• Working data
╔══
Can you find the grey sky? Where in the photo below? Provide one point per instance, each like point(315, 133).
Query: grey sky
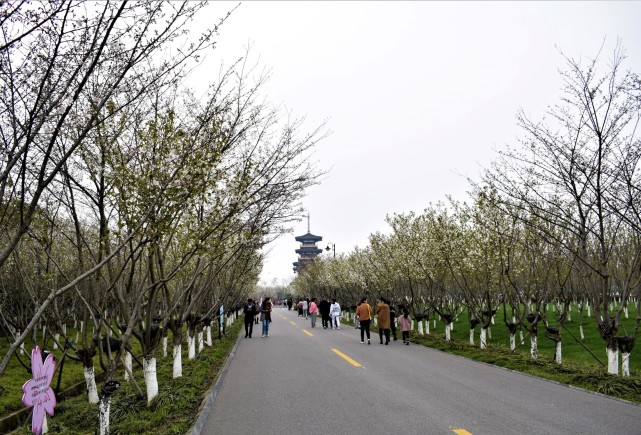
point(417, 95)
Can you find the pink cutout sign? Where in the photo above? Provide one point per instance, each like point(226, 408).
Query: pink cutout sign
point(37, 392)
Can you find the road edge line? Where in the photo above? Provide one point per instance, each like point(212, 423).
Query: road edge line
point(209, 402)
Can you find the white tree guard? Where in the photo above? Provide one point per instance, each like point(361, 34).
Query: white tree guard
point(103, 414)
point(128, 364)
point(178, 361)
point(613, 361)
point(90, 380)
point(625, 364)
point(534, 347)
point(191, 346)
point(151, 380)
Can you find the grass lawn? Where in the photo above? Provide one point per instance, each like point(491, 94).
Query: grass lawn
point(173, 411)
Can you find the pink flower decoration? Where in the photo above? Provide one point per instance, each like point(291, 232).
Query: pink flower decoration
point(37, 392)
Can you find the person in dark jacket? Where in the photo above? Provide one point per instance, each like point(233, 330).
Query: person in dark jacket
point(250, 311)
point(323, 307)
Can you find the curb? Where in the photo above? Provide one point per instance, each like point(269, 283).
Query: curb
point(209, 402)
point(574, 387)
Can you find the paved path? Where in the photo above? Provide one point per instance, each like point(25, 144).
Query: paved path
point(301, 380)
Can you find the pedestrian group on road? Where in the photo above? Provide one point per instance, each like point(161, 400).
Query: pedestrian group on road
point(330, 313)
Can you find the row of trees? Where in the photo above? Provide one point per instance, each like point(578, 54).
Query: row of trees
point(554, 220)
point(127, 203)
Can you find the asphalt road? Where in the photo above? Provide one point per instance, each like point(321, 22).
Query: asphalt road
point(303, 380)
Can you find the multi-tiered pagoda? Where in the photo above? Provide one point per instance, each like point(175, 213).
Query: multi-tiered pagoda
point(308, 250)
╚══
• Aim of the exercise
Set down, exactly and without anything extra, every line from the one that contains "Query: road edge line" through the final line of the material.

• Output for this task
Query: road edge line
point(209, 402)
Can you find the white tree guard? Where in the photo above? Provide one point per instance, each like point(361, 34).
Query: white tree guard
point(103, 414)
point(128, 364)
point(178, 361)
point(613, 361)
point(90, 380)
point(625, 364)
point(534, 347)
point(191, 346)
point(151, 380)
Can you find the grass lawn? Where in the photo above? Provide one point per instance, each like point(491, 94).
Query: grass lawn
point(173, 411)
Can you find the pink flower decoration? Where in the photo above? Provide one point per instance, each like point(291, 232).
Query: pink flower decoration
point(37, 392)
Can you find the person in dark jacket? Where in the photo above? Provide one point per instance, each like point(233, 330).
Query: person in dark jacket
point(250, 311)
point(323, 307)
Can you find the curb? Where in the photo above? Provide one point per instance, each like point(269, 283).
Query: curb
point(209, 402)
point(574, 387)
Can you find the paved path? Where in the photo above? Provide one point per instance, each like point(25, 144).
Query: paved path
point(301, 380)
Can you find the pedestrian group on road? Where in the photo above? Provide one point per instance, each like point(161, 400).
Query: pedestrian group on road
point(330, 313)
Can you find the row of trees? Where in the photo above? Provide one point per instance, each like point(578, 54).
Query: row of trees
point(554, 220)
point(127, 203)
Can you find the asphalt road? Where in the photo above? Provide one point per instance, each like point(321, 22).
Query: asphalt road
point(303, 380)
Can you find the multi-tiered pagoda? Where in the photo above? Provide one point per instance, each like point(175, 213).
Query: multi-tiered pagoda
point(308, 250)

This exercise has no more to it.